Given problem – Every line of the material is to be repeated exactly as it stands.
>> begin Listing
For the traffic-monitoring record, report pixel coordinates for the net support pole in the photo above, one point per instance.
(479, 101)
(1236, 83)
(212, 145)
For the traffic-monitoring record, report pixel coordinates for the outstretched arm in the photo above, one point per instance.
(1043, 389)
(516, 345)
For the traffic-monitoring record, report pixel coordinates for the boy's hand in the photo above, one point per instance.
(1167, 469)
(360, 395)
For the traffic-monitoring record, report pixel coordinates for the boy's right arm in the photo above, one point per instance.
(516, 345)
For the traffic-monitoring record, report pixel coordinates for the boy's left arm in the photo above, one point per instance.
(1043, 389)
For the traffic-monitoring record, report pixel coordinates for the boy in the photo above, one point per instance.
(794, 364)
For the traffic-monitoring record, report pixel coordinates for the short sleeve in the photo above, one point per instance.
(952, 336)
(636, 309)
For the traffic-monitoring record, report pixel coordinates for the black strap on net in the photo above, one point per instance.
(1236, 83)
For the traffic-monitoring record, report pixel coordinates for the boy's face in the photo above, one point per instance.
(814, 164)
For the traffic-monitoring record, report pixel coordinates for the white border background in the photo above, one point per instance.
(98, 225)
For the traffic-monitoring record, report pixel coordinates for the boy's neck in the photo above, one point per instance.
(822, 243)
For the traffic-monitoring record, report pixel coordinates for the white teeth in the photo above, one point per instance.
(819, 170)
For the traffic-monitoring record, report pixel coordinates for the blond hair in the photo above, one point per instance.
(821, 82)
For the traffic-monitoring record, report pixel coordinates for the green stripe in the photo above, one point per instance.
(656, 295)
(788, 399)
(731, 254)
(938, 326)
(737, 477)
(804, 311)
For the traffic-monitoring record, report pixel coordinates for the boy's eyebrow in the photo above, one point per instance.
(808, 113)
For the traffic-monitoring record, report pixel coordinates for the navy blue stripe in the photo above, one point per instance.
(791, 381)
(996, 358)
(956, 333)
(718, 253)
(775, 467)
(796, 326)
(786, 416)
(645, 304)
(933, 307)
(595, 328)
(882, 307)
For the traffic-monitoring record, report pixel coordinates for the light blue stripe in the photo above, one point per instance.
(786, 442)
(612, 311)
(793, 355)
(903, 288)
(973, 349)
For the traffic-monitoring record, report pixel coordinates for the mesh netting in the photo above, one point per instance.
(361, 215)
>> end Listing
Solution for this problem –
For the traffic-monitoring record, report pixel coordinates for the net support pole in the photo above, one point per instance.
(479, 101)
(1236, 83)
(212, 145)
For the traffic-monitoring record, report pixel coordinates for the outstretched arm in the photo above, one point per instance.
(1043, 389)
(516, 345)
For the traffic-monitoring record, report pixel coordinates for the boy's hand in the photo above, one point per instance.
(1167, 469)
(360, 395)
For the traffic-monitoring record, report pixel coordinates for the boy's right arm in the photo above, one point per instance.
(516, 345)
For the traffic-monitoring record, report pixel coordinates for the boy's left arm in the photo above, one point per instance.
(1043, 389)
For the traffic-monitoring record, report pixel coordinates for the boy in the photo above, one point per instance.
(794, 364)
For the traffic-monitoring record, report pixel coordinates for the short sleeve in the photo above, one point per instance.
(952, 336)
(636, 309)
For the traffic-monitoring record, report pixel coordinates for the black strap on net in the photo above, one point per instance.
(1236, 83)
For the traffic-monitoring record, report pixel coordinates for the boy's face in the photo above, one point per instance.
(814, 164)
For the traffic-monitoring record, report pixel coordinates for the white border background in the photo above, one point per instance.
(98, 225)
For the traffic-monitoring record, report pixel coordinates for the boy's neck in the photo above, one point per instance.
(822, 243)
For the traffic-monitoring record, report pixel coordinates for the white teeth in the photo above, one point per instance.
(819, 170)
For the traffic-monitoring record, report pixel coordinates for the blond hair in the photo above, one point per instance.
(821, 82)
For the traffic-monitoring record, report pixel coordinates for the green stripe in the photo above, one point per instance.
(656, 295)
(788, 399)
(731, 254)
(938, 326)
(737, 477)
(804, 311)
For the traffic-monitoring record, report pixel coordinates for the boy's eyebrow in the photo above, one point per instance.
(808, 113)
For the traffic-monitoring record, report pixel coordinates for the navy blue stripe in the photo above, one point per instance.
(791, 381)
(996, 358)
(956, 333)
(718, 253)
(775, 467)
(796, 326)
(786, 416)
(645, 304)
(933, 307)
(595, 328)
(882, 307)
For the traffic-monitoring record, report pixel coordinates for the light blue stripe in the photo above, one point per instance.
(786, 442)
(612, 311)
(793, 355)
(903, 288)
(973, 349)
For the traffic-monitoring record, report pixel coordinates for the mesh netting in the photo above, one point per instance.
(361, 215)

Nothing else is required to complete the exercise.